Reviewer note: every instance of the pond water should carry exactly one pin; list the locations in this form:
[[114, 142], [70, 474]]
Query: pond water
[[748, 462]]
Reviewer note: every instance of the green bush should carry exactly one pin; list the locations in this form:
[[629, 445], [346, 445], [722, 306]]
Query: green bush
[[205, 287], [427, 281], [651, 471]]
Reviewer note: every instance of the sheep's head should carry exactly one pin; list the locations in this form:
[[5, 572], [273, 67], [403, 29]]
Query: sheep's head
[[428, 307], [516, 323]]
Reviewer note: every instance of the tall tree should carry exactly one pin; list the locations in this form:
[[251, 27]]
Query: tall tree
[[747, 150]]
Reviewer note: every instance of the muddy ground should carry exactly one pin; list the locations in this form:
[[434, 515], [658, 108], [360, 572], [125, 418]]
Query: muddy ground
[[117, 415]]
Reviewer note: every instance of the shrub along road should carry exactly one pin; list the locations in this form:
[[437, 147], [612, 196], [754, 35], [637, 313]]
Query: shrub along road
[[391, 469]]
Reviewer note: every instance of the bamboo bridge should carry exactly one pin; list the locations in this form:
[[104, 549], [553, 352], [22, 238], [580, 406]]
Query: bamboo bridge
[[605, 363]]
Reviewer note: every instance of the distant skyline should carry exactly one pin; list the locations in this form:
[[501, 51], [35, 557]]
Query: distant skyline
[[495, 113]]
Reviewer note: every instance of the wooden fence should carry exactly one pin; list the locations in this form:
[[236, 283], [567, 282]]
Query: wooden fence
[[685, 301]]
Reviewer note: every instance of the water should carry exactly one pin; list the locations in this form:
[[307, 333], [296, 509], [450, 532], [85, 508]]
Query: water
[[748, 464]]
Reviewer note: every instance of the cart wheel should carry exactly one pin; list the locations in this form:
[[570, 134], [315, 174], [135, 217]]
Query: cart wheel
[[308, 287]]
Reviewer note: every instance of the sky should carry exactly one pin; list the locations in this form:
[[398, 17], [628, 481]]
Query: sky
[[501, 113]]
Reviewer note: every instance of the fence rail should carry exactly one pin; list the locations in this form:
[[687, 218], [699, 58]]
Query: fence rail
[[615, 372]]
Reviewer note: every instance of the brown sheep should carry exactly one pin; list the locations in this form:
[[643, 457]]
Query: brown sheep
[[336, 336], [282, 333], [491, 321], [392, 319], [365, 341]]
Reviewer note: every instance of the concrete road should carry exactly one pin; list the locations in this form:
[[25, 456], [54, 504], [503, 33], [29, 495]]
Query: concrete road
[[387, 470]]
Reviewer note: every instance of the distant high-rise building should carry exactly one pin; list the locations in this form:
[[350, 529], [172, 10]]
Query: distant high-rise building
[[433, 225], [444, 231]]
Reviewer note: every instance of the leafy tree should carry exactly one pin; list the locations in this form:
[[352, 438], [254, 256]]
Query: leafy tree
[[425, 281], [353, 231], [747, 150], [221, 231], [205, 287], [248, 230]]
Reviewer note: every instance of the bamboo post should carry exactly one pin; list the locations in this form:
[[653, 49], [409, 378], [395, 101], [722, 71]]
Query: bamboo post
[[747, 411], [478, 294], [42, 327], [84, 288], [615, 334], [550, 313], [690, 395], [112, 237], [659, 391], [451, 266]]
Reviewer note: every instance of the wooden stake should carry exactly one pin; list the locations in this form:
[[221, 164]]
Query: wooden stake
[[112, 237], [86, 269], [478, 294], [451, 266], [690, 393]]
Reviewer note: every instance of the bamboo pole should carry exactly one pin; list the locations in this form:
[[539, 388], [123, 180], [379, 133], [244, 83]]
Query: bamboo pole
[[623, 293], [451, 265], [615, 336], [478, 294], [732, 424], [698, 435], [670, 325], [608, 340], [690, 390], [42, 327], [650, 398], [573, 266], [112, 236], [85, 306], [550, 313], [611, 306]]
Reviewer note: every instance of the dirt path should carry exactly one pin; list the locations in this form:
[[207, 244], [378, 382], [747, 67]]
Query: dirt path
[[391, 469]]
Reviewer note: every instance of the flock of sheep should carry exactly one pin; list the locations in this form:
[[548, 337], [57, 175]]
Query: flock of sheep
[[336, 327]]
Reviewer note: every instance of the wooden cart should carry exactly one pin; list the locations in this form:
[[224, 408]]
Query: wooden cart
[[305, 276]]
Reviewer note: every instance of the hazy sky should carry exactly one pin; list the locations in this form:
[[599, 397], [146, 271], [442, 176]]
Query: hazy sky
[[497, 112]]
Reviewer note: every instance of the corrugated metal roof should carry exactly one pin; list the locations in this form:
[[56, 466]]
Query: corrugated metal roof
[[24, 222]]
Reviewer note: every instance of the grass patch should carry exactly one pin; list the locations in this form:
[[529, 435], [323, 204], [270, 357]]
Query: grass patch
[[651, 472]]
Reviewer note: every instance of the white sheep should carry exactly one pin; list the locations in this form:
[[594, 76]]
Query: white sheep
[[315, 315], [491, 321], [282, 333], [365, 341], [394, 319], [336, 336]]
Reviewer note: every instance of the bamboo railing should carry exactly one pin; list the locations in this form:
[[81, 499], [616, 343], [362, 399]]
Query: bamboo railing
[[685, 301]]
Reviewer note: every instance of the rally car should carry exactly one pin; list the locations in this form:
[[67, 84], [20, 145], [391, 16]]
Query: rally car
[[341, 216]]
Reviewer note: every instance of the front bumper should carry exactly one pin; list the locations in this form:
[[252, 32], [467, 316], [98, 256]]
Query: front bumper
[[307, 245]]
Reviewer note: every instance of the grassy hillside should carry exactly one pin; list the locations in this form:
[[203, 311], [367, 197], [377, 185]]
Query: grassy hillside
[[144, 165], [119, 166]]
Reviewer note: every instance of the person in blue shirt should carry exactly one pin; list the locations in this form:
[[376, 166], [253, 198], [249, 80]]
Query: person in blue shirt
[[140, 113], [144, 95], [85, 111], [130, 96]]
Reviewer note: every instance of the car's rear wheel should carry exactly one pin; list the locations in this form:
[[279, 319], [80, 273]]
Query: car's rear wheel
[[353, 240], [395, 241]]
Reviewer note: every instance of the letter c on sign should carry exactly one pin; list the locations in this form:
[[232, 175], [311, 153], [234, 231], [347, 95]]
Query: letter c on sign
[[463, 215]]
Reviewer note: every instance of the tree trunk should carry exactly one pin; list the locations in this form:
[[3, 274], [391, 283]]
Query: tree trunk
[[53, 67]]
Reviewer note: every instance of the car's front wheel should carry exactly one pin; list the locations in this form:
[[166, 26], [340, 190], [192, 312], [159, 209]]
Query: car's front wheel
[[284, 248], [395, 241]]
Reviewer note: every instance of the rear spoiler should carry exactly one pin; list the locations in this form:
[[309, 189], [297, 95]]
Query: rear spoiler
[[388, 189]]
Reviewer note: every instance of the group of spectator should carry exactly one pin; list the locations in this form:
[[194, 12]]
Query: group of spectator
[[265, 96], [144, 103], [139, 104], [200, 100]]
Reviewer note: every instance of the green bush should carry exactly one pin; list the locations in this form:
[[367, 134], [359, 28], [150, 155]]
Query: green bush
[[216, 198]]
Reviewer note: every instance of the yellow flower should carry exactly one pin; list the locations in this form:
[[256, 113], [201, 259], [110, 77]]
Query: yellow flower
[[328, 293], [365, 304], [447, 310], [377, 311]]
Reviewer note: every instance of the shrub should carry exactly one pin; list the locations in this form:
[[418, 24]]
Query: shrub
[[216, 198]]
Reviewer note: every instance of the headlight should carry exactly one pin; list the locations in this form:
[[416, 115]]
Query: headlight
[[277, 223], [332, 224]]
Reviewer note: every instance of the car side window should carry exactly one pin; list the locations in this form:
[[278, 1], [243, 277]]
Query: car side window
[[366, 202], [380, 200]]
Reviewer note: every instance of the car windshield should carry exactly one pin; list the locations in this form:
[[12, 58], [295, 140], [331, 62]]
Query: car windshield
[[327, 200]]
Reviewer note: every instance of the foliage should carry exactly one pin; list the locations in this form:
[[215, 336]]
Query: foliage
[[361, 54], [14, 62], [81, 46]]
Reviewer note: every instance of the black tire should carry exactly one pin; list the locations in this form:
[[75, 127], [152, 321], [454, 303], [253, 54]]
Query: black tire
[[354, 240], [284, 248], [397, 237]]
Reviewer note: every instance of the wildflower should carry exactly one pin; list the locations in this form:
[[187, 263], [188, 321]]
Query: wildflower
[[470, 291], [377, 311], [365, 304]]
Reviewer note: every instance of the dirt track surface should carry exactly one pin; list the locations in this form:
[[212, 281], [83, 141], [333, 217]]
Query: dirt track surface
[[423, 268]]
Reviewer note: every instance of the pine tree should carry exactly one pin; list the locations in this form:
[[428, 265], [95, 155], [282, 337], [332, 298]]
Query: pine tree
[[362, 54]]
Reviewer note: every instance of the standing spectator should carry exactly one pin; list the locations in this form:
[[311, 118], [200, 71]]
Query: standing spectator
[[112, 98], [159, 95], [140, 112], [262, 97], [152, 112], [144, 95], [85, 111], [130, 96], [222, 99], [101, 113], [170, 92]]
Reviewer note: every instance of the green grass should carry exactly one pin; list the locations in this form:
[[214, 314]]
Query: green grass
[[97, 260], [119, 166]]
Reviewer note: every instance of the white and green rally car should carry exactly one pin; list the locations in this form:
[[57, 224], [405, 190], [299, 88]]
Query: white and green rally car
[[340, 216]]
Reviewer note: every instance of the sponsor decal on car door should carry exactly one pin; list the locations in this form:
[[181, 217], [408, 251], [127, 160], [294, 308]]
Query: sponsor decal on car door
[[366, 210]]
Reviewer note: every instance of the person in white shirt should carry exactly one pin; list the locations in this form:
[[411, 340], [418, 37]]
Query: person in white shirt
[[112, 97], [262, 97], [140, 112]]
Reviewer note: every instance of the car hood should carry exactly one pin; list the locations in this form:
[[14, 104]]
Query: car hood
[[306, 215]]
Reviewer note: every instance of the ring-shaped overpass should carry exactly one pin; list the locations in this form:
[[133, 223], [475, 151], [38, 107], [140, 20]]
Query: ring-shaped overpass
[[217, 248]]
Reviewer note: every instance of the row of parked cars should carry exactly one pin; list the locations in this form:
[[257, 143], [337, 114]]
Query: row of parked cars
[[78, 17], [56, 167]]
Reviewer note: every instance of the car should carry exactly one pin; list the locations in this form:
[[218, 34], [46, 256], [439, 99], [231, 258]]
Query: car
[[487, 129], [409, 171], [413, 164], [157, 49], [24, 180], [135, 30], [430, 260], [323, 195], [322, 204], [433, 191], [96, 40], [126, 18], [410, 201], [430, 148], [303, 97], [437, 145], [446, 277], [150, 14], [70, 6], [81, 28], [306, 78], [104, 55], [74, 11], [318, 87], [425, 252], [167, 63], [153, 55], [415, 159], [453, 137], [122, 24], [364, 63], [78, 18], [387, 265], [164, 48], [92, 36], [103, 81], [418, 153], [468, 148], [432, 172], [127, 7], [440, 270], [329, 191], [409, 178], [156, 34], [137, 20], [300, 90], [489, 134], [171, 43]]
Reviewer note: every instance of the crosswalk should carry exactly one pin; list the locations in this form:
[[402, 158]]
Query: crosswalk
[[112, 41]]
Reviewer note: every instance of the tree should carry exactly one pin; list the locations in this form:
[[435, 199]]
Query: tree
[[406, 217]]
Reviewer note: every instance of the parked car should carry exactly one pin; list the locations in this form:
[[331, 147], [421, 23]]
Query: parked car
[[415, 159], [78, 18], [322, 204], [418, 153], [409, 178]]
● ● ● ●
Task brief » Output as a JSON list of strings the part of the records that opens with the line containing "Reviewer note: every instance of the car hood" and closes with the line containing "[[78, 17], [56, 167]]", one string per line with blank lines left out.

Result below »
[
  "Reviewer note: every instance of the car hood should carry exactly one pin; list the locations in this form:",
  "[[14, 104]]",
  "Query: car hood",
  "[[306, 215]]",
  "Reviewer note: every instance of the ring-shaped overpass should carry exactly one pin; list the locations in this form:",
  "[[133, 223], [475, 151], [38, 107], [140, 20]]",
  "Query: ring-shaped overpass",
  "[[217, 248]]",
  "Reviewer note: every instance of the row of parked cars should carry exactly one pin; list the locations in this form:",
  "[[257, 143], [337, 114]]",
  "Query: row of parked cars",
  "[[78, 17], [56, 167]]"
]